EXERCISE OBJECTIVE ▸
Reproduce the whole listing below word for word, but leave out the pictures.

### SUPPLIED DATA

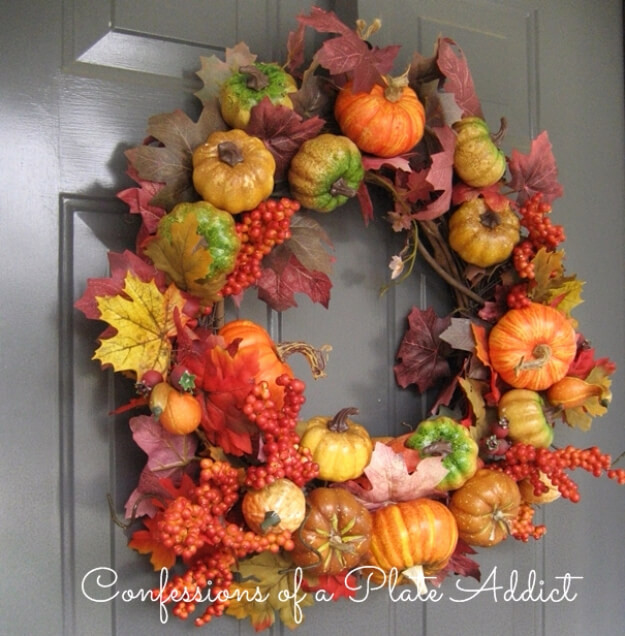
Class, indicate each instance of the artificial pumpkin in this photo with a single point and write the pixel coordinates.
(233, 170)
(177, 412)
(571, 392)
(279, 506)
(252, 337)
(386, 121)
(443, 436)
(477, 159)
(335, 535)
(482, 236)
(247, 86)
(484, 507)
(325, 172)
(341, 447)
(416, 538)
(532, 347)
(521, 413)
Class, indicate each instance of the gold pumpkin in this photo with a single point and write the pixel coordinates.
(342, 448)
(233, 170)
(482, 236)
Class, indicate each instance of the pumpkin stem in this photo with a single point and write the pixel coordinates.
(541, 354)
(229, 152)
(500, 134)
(490, 219)
(338, 424)
(395, 86)
(340, 187)
(256, 79)
(417, 576)
(316, 358)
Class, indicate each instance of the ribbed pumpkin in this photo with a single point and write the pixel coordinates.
(416, 538)
(252, 336)
(532, 347)
(387, 121)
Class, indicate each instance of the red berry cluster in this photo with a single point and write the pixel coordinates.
(283, 457)
(522, 527)
(541, 233)
(260, 230)
(525, 461)
(194, 526)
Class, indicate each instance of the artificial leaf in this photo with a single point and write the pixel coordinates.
(168, 454)
(143, 318)
(282, 130)
(283, 276)
(309, 243)
(535, 172)
(390, 480)
(144, 541)
(119, 265)
(550, 286)
(421, 360)
(139, 200)
(169, 162)
(184, 257)
(348, 53)
(268, 584)
(214, 72)
(458, 80)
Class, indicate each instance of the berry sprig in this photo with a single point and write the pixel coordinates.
(260, 230)
(523, 461)
(522, 527)
(283, 456)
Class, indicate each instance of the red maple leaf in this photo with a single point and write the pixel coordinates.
(282, 130)
(284, 276)
(421, 360)
(535, 172)
(458, 80)
(348, 53)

######

COMPLETED TASK ▸
Class, indicate each instance of the artificial pumpkin in this photo with a single point and write the pixel coordinates.
(233, 170)
(177, 412)
(571, 392)
(279, 506)
(252, 337)
(386, 121)
(443, 436)
(477, 159)
(335, 535)
(482, 236)
(247, 86)
(484, 507)
(325, 172)
(341, 447)
(416, 538)
(532, 347)
(521, 413)
Class, indicate each instance of the gold pumpkin in this photo with a single point and write the pixel coordinates.
(342, 448)
(233, 170)
(482, 236)
Class, indicate each instance of the pumpkin stem in this photo with a single point and write the pixel coordinates.
(541, 354)
(229, 152)
(500, 134)
(490, 219)
(338, 424)
(395, 86)
(340, 187)
(256, 79)
(417, 576)
(316, 358)
Class, indicate each instance of the ribbed pumpkin in this photo with a single point and write the pixel coordinates.
(416, 538)
(252, 336)
(532, 347)
(387, 121)
Class, indicate each instance of the red berry cluster in this photo with a single point and write the pixel coordinates.
(283, 457)
(522, 527)
(541, 233)
(260, 230)
(525, 461)
(194, 526)
Class, indicate each instance of the artificial leaf in this photo with a single point and write the pixel coordinates.
(168, 454)
(143, 318)
(282, 130)
(283, 276)
(309, 243)
(535, 172)
(390, 480)
(144, 541)
(119, 265)
(550, 286)
(421, 360)
(139, 200)
(169, 162)
(184, 257)
(348, 53)
(268, 584)
(214, 72)
(458, 80)
Class, indicate each instance of the berry sprig in this photo with a single point and write the pixel coordinates.
(260, 230)
(523, 461)
(522, 527)
(283, 456)
Class, indicate each instance of the red maple leaf in this photo with a single point and write the pixel coordinates.
(282, 130)
(284, 276)
(421, 360)
(535, 172)
(458, 80)
(348, 53)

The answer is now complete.